**Exercise aim:** Reproduce every item below word for word, with no changes.

------ Recorded data

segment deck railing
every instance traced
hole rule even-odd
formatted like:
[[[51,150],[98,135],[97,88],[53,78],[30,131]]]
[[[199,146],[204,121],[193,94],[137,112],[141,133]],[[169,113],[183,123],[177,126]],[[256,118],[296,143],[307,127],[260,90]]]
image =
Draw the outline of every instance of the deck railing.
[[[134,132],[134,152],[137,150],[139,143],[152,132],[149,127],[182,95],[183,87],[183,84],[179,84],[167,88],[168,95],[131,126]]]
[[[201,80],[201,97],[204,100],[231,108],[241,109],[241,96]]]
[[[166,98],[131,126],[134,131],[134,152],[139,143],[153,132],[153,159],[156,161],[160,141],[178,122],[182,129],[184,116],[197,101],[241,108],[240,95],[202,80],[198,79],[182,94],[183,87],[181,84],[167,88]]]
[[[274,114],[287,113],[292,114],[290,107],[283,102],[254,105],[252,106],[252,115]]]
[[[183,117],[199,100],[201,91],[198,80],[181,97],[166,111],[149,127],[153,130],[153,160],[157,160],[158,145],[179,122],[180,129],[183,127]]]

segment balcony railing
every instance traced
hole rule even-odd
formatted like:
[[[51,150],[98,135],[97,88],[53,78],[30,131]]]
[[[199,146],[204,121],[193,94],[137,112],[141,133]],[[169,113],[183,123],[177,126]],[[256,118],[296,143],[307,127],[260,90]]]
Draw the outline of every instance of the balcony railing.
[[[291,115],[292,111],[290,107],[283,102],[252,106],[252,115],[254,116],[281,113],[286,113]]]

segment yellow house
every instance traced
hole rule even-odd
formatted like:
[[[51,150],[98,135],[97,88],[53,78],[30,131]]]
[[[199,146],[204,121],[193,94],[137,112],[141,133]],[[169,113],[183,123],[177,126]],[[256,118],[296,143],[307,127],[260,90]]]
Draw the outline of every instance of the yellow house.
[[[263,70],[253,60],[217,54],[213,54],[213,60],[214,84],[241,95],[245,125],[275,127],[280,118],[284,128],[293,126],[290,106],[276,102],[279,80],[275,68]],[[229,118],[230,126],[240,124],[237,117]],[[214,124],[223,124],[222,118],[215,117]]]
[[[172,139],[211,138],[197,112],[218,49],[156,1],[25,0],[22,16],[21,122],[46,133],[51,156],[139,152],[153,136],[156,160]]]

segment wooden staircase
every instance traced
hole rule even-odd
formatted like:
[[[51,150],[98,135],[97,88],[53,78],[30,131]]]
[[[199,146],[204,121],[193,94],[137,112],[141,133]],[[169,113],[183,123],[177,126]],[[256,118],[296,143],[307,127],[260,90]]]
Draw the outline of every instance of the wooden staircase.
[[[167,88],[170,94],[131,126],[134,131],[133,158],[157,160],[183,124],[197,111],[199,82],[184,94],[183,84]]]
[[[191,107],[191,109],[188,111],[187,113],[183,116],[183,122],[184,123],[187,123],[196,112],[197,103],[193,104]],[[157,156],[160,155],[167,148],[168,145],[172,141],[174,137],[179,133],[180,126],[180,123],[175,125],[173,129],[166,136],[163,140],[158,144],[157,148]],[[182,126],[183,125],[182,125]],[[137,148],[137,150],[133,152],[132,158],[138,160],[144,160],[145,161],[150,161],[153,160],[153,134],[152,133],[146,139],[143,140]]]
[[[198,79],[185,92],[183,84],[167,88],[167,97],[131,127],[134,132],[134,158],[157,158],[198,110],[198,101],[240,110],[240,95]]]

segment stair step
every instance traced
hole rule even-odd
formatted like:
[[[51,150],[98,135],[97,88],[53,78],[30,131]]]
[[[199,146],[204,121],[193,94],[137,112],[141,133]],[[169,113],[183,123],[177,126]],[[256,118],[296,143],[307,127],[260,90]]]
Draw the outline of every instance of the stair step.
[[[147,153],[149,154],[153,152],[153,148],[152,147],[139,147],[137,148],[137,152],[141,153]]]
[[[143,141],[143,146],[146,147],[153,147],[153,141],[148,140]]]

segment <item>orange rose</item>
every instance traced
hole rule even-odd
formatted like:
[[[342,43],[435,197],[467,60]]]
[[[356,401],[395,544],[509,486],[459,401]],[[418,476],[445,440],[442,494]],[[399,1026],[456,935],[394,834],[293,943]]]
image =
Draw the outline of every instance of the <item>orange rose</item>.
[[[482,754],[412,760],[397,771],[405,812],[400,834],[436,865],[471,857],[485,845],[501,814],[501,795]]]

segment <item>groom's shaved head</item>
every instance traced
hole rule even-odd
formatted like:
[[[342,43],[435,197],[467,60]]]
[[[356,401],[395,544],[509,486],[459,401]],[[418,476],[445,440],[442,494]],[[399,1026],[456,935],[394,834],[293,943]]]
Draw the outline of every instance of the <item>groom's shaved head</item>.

------------

**Answer for the task:**
segment deck railing
every instance traced
hole rule even-odd
formatted like:
[[[51,150],[98,135],[97,88],[53,78],[30,131]]]
[[[199,146],[204,121],[193,94],[137,112],[141,133]],[[169,113],[183,123],[177,126]],[[256,118],[296,143],[307,127],[260,90]]]
image =
Draw the outline of every instance of the deck railing.
[[[134,132],[134,152],[137,150],[139,143],[152,132],[149,127],[182,95],[183,87],[183,84],[179,84],[167,88],[168,95],[131,126]]]
[[[201,80],[201,97],[204,100],[231,108],[241,109],[241,96]]]
[[[166,98],[131,126],[134,131],[134,152],[139,143],[153,132],[153,159],[156,161],[160,141],[178,122],[182,129],[184,116],[197,101],[241,108],[240,95],[202,80],[198,79],[182,94],[183,87],[181,84],[167,88]]]
[[[274,114],[287,113],[292,114],[290,107],[283,102],[254,105],[252,106],[252,115]]]
[[[183,117],[199,100],[201,91],[198,80],[181,97],[166,111],[149,127],[153,130],[153,160],[157,160],[158,145],[179,122],[180,129],[183,127]]]

segment balcony railing
every instance traced
hole rule even-odd
formatted like:
[[[51,150],[98,135],[97,88],[53,78],[30,131]]]
[[[199,146],[204,121],[193,94],[137,112],[141,133]],[[169,113],[183,123],[177,126]],[[256,118],[296,143],[307,127],[260,90]]]
Draw the outline of every instance of the balcony railing.
[[[291,115],[292,111],[290,107],[283,102],[252,106],[252,115],[254,116],[281,113],[286,113]]]

segment yellow house
every instance traced
hole rule even-odd
formatted like:
[[[51,150],[98,135],[97,88],[53,78],[30,131]]]
[[[199,146],[204,121],[193,94],[137,112],[141,133]],[[169,113],[183,123],[177,126]],[[256,118],[296,143],[307,127],[260,90]]]
Draw the outline of every instance of the yellow house.
[[[263,70],[253,60],[217,54],[213,54],[213,60],[214,84],[241,95],[245,125],[275,127],[280,118],[284,128],[293,126],[290,106],[276,102],[279,80],[275,68]],[[229,118],[230,126],[240,124],[237,117]],[[214,124],[223,124],[222,118],[215,117]]]
[[[172,139],[211,138],[197,112],[218,49],[156,1],[25,0],[22,16],[21,122],[46,133],[51,156],[139,152],[153,136],[156,160]]]

segment wooden staircase
every instance traced
hole rule even-odd
formatted like:
[[[51,150],[98,135],[97,88],[53,78],[30,131]]]
[[[199,146],[204,121],[193,94],[137,112],[141,133]],[[169,113],[183,123],[177,126]],[[256,118],[296,143],[307,127],[260,90]]]
Draw the outline of every instance of the wooden staircase.
[[[167,88],[170,94],[131,126],[134,131],[133,158],[157,160],[183,124],[197,111],[199,82],[184,94],[183,84]]]
[[[191,107],[191,109],[188,111],[187,113],[183,116],[183,122],[184,123],[187,123],[196,112],[197,103],[193,104]],[[157,156],[160,155],[167,148],[168,145],[172,141],[174,137],[179,133],[180,126],[180,123],[175,125],[173,129],[166,136],[163,140],[158,144],[157,148]],[[182,126],[183,125],[182,125]],[[137,148],[137,150],[133,152],[132,158],[138,160],[144,160],[145,161],[150,161],[153,160],[153,134],[152,133],[146,139],[143,140]]]
[[[198,79],[185,92],[183,84],[167,88],[167,97],[131,127],[134,132],[134,158],[157,158],[198,110],[198,101],[240,110],[240,95]]]

segment stair step
every instance traced
hole rule even-odd
formatted like:
[[[51,150],[98,135],[97,88],[53,78],[30,131]]]
[[[199,146],[204,121],[193,94],[137,112],[141,133]],[[169,113],[183,123],[177,126]],[[256,118],[296,143],[307,127],[260,90]]]
Draw the outline of every instance of the stair step.
[[[147,153],[149,154],[153,152],[153,148],[152,147],[139,147],[137,148],[137,152],[141,153]]]
[[[143,141],[143,146],[146,147],[153,147],[153,141],[148,140]]]

segment <item>orange rose</item>
every instance traced
hole rule even-odd
formatted like:
[[[342,43],[435,197],[467,60]]]
[[[356,401],[395,544],[509,486],[459,401]],[[418,476],[445,440],[442,494]],[[399,1026],[456,935],[394,834],[293,943]]]
image =
Draw the outline of every instance of the <item>orange rose</item>.
[[[482,754],[412,760],[397,771],[405,812],[400,834],[436,865],[471,857],[485,845],[501,814],[501,795]]]

segment <item>groom's shaved head</item>
every instance traced
hole rule even-odd
formatted like:
[[[342,43],[435,197],[467,60]]]
[[[356,401],[395,544],[509,486],[459,401]],[[418,476],[445,440],[442,494]],[[399,1026],[456,935],[394,834],[293,943]]]
Draw the outline of every instance of the <item>groom's shaved head</item>.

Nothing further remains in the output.